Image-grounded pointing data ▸
----------------------------------------

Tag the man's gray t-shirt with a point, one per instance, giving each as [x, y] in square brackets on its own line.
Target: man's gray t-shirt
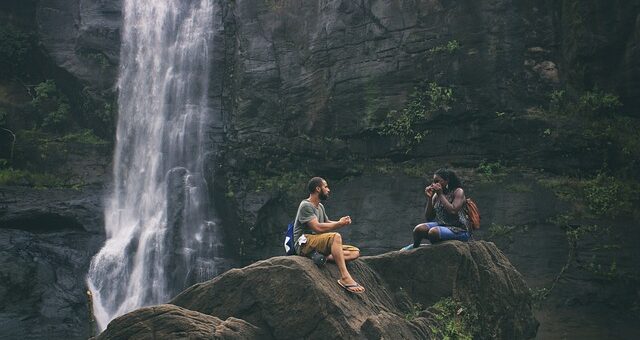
[306, 212]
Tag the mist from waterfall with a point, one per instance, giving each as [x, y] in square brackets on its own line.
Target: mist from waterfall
[159, 237]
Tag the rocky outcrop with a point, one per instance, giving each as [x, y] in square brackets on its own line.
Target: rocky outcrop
[47, 238]
[172, 322]
[290, 298]
[83, 38]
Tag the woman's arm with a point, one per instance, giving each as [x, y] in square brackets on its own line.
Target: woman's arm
[456, 205]
[429, 213]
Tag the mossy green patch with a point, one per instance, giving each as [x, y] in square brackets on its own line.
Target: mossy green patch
[454, 320]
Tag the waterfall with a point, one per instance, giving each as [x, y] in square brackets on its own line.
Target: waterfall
[159, 233]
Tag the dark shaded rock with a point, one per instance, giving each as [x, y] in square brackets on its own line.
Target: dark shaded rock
[47, 239]
[83, 38]
[291, 298]
[172, 322]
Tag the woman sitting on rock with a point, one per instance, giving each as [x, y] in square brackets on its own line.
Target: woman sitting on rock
[445, 211]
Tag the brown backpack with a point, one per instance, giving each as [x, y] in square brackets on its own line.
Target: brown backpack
[473, 213]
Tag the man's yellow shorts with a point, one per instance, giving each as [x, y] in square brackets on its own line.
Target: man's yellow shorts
[322, 244]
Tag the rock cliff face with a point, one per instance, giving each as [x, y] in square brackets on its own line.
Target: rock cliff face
[46, 244]
[301, 89]
[290, 298]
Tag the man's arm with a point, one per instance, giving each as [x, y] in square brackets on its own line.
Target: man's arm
[328, 226]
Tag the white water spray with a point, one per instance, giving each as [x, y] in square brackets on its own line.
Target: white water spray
[159, 238]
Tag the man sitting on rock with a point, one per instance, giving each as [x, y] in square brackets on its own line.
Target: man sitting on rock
[313, 231]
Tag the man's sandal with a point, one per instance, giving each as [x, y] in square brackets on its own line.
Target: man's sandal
[350, 287]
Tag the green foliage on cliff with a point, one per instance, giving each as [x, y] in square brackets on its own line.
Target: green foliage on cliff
[15, 46]
[450, 47]
[454, 320]
[408, 124]
[26, 178]
[52, 106]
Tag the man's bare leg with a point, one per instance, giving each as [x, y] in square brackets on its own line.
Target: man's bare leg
[338, 256]
[349, 255]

----------------------------------------

What needs to be done ▸
All of the entries above must be reproduced exactly, and no image may be included.

Answer for the task ▸
Tag the man's gray t-shirt with a point, one per instance, giving each as [x, y] in square brackets on its own line.
Target: man's gray t-shirt
[306, 212]
Tag the mist from waterfall with a point, one per instance, giving each as [x, y] in square brackets on its own line.
Target: mist from waterfall
[159, 237]
Tag the rocky outcrop with a point, one per instance, giving each as [x, y] in square brackets on its own line.
Target: rocky outcrop
[47, 238]
[172, 322]
[290, 298]
[83, 38]
Tag the woman's arm with a point, one per instance, giving each as [x, y] in square brackets on its own line.
Target: woman's arm
[456, 205]
[429, 213]
Tag the mossy green patch with a point, one per instance, giving each as [x, y] in square brackets on its own line.
Target: mossy green patch
[454, 320]
Tag the waterfall with a point, one per instance, giving each as [x, y] in square brackets on its own line.
Target: waterfall
[159, 233]
Tag the dark shaded rock with a point, one per instance, giving each as [x, y] in square brackets on its own line.
Target: dark shaded rock
[47, 239]
[83, 38]
[291, 298]
[172, 322]
Tag the woman sitting on rock with a point, one per instance, giving each as [x, y] in square brackets on its own line.
Target: woman sitting on rock
[445, 211]
Tag the brown backpack with a point, one per instance, giving each as [x, y] in square brackets on its own line.
Target: brown backpack
[473, 213]
Tag the man's yellow shorts with a point, one per instance, giving each as [x, y] in square brackets on its own line.
Target: man's yellow shorts
[322, 244]
Tag the rock cliff face with a point, one per instance, giving each as [x, y] in square brackets on its own line.
Target: rock cliff face
[46, 244]
[301, 89]
[290, 298]
Tag the man's arm with a point, one per instance, giving each as [x, y] in square brackets on its own line.
Target: man's arm
[328, 226]
Tag the white water spray with a point, one per instance, giving each as [x, y] in square brackets on its own line.
Target: white water spray
[159, 238]
Tag the man sitting on rock with a point, one per instance, giving each as [x, y] in square brackets on its own line.
Target: man sitting on rock
[313, 231]
Tag the man's sandal with a point, one per instance, giving each as [x, y] in square brackets on its own line.
Target: man's sandal
[350, 287]
Tag the green foliage on cliff with a point, one per instance, giving each as [x, y] in square brackets on its own line.
Target: green foliage on cliff
[15, 46]
[450, 47]
[454, 320]
[408, 124]
[26, 178]
[52, 106]
Tag the man's bare leg with a point, one per instance, giving each as [x, y] in square brackets on its own line.
Target: man's bare leg
[338, 256]
[349, 255]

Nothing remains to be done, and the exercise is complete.